_REQUIRED WORK:_ Please transcribe the records precisely; pictures stay out of your copy.

_RECORD LIST:_
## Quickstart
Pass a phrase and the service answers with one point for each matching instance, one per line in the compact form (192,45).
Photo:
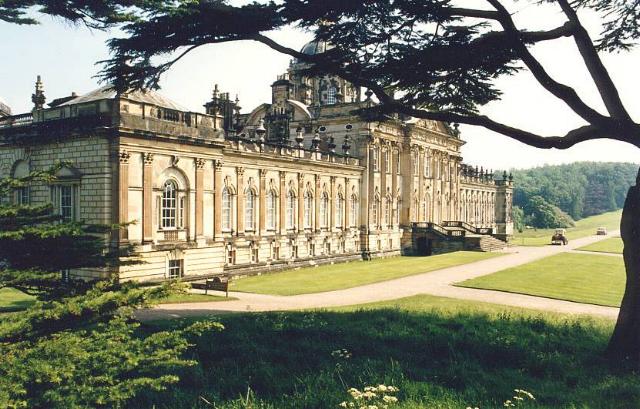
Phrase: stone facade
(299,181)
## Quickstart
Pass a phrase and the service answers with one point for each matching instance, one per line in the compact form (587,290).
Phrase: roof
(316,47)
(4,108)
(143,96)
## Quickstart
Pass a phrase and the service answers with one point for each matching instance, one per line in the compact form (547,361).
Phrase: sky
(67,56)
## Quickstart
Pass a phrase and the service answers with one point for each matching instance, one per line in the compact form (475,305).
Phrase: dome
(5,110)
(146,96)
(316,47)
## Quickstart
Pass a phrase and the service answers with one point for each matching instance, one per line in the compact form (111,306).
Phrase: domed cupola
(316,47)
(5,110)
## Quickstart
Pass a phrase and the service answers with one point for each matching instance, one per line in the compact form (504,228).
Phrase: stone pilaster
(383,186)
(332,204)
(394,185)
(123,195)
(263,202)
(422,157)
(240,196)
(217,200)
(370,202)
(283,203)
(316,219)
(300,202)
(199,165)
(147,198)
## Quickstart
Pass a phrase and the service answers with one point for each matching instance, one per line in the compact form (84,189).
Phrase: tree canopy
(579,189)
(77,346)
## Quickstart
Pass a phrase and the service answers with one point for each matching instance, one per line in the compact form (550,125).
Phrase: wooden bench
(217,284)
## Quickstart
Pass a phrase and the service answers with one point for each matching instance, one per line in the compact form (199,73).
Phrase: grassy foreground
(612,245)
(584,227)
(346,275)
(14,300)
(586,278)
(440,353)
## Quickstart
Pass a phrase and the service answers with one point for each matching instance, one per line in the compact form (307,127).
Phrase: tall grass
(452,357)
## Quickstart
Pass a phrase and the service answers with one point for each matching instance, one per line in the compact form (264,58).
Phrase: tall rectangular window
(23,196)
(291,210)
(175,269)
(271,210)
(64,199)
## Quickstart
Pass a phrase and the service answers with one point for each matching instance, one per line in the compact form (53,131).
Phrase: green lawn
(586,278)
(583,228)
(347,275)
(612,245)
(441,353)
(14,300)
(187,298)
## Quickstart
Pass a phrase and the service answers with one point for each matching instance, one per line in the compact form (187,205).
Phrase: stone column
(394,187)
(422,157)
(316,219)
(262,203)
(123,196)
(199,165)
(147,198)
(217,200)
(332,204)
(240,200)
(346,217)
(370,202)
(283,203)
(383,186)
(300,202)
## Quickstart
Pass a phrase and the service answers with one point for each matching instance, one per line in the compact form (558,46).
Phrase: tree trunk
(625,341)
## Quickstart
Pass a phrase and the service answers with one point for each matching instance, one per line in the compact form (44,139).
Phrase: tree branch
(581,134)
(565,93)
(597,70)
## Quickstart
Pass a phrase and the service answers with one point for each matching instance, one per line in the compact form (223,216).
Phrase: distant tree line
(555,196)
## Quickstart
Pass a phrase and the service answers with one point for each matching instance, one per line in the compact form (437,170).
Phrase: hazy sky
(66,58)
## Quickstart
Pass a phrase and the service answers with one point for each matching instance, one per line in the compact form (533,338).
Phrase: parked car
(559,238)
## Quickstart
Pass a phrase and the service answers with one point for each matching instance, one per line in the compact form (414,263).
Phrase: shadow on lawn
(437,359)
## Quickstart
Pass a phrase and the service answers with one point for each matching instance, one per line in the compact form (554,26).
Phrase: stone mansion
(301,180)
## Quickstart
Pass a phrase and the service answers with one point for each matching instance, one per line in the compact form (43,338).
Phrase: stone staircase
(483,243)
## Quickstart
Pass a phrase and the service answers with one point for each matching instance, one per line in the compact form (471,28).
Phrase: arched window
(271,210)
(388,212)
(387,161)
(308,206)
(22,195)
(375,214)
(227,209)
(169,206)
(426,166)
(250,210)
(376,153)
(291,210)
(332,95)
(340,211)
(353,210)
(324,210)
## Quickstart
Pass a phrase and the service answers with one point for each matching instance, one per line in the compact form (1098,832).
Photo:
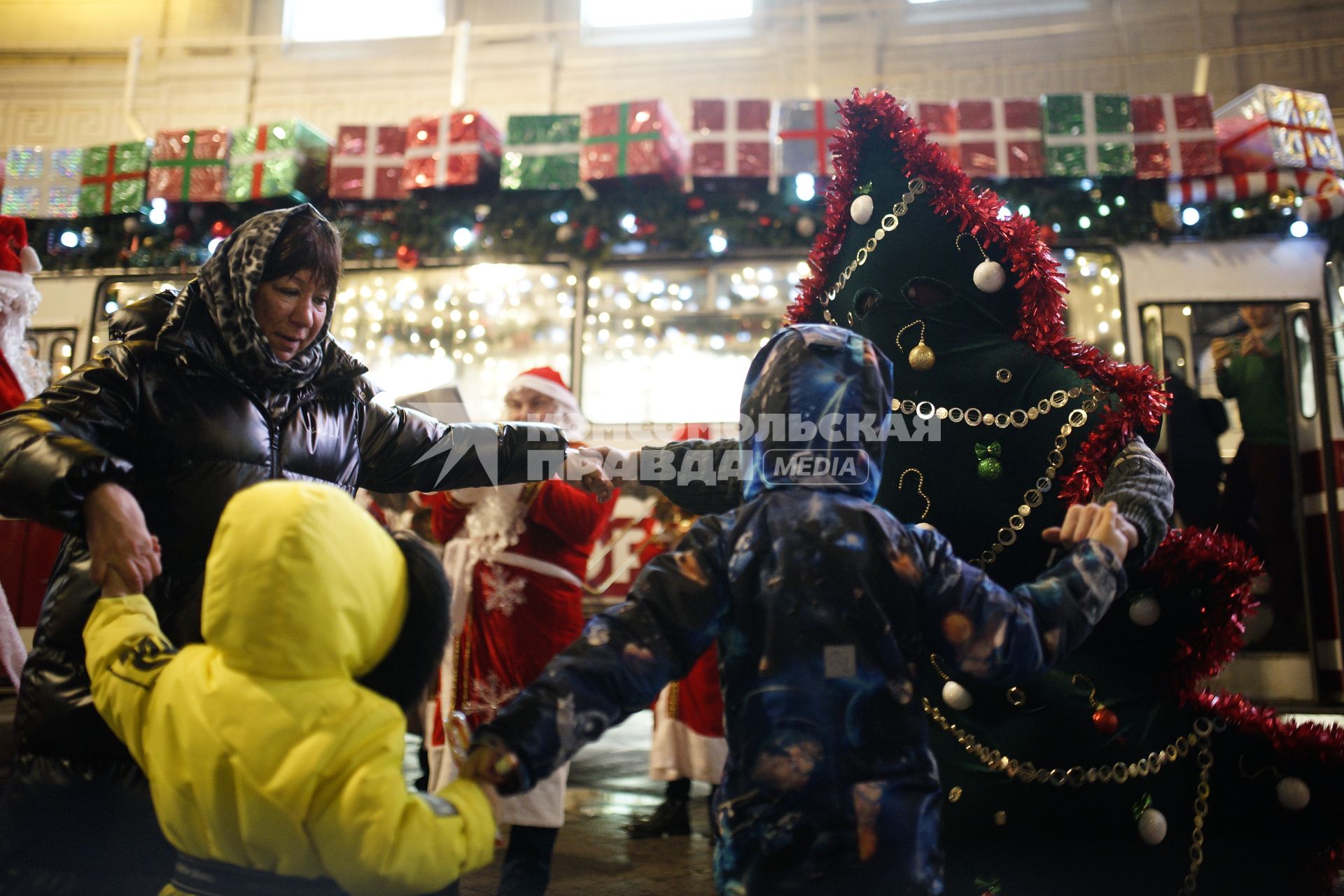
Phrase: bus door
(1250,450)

_RESULT OF THIS TASK:_
## Quickstart
Pass a phrase and the service answers with one point for each matching instance, one per line in the compact form (192,45).
Photo:
Phrase: stone facade
(299,181)
## Quickstart
Pass a phrase and the service answers with one point for each matching instance, one per line in the compact form (587,290).
Phrase: roof
(316,47)
(4,108)
(143,96)
## Quickstart
Pass a phrase and the service answers with one point for each matching instance, one per line in the compact form (547,361).
Phrase: sky
(67,56)
## Quickstart
Pass a phrase and the service answers with one point for each matching instance, one per line in the compact form (475,305).
Phrase: dome
(5,110)
(146,96)
(316,47)
## Quickstart
Pass a phrase and the service answers with one point for each matching instance, one per line in the compact form (111,306).
Phrase: domed cupola
(316,47)
(5,110)
## Quickstart
Pass a phrase and the service answers with one point for each matching instance, one per line in the compact form (504,228).
Phrase: stone pilaster
(383,186)
(332,204)
(394,185)
(123,195)
(263,202)
(422,157)
(240,196)
(217,200)
(370,202)
(283,203)
(316,219)
(300,202)
(199,165)
(147,198)
## Quickstart
Pass a phrase and the service answers with one point for each matching instance, one per line in the compact form (84,189).
Phrase: tree canopy
(579,189)
(77,346)
## Quickstart
Pass a phrase and the service answers with one point for each matching instance, one per line in the compact form (550,125).
Phrase: wooden bench
(217,284)
## Quickstart
Pass a phrase and the service answers with one point for each matching instance, one per line in the compact form (199,73).
Phrase: grassy foreground
(612,245)
(584,227)
(346,275)
(14,300)
(586,278)
(440,353)
## Quickstart
Pass a phrase and the service answers with one point for each matching instance, one per line in the compact form (307,127).
Phrase: tall grass
(452,357)
## Quickstart
Pass a phrase and the service answers with one point for each matching instance, one per line in the compact form (264,58).
Phrase: tall rectangular window
(23,196)
(291,210)
(175,269)
(271,210)
(64,199)
## Quickstart
Pass a phrase and the service answers with one point for each matching instance, one per line in the compact form (53,131).
Phrase: green lawn
(586,278)
(583,228)
(347,275)
(612,245)
(441,353)
(14,300)
(187,298)
## Quickstart
Pass a phrase and the service answers with one point for each matching instance, one per line in the compact form (187,205).
Phrase: stone column
(394,187)
(422,157)
(316,219)
(262,203)
(123,196)
(199,165)
(147,198)
(217,200)
(332,204)
(240,200)
(346,217)
(370,202)
(283,203)
(383,186)
(300,202)
## Quickstart
Pass a phrase and the service answers with one point for each matching instance, one per line in the compact form (558,46).
Phrase: tree trunk
(625,341)
## Quickstart
Pass a phrase and the service answers with one point for each matching instance, one per line in the compact form (44,139).
Phrase: tree branch
(581,134)
(565,93)
(597,70)
## Quickstart
Pass a phrase and the service answers with one point for each matching instance, one per line in the compact form (223,216).
Phrase: distant tree line
(555,196)
## Quickstart
Pass a phrase and the service answers with one point for each matching instance, one per line in the compact form (437,170).
Phrase: hazy sky
(66,58)
## Quickstart
Pass a phrase and the service answers with one point for each matching instance, one per line in the compact form (533,338).
Phrase: parked car
(559,238)
## Quickstart
Pass a phrase and the service answers with one point for each matching instance, one per line in the compact form (414,263).
Phrase: shadow on lawn
(437,359)
## Quickstart
Pass a phrase and the service answers with one point for each matching instance, one per line in the compact form (554,26).
Phrase: stone mansion
(301,180)
## Quickstart
Pass a phrase and the service answers with one point for each matching instance, one per line in the compact form (43,338).
Phrase: stone staircase
(483,243)
## Quickstart
Pass a phrase and the service answers with one point for each matching instance, one per line in the compact form (471,28).
Phrase: arched window
(271,210)
(388,212)
(387,161)
(308,206)
(22,195)
(375,214)
(227,209)
(169,206)
(426,166)
(250,210)
(376,153)
(291,210)
(332,95)
(340,211)
(353,210)
(324,210)
## Quickstart
Pass a phrase and the service answers with one point for each matching instance, one per line in the compact form (1098,832).
Photo:
Phrase: bus door
(1250,450)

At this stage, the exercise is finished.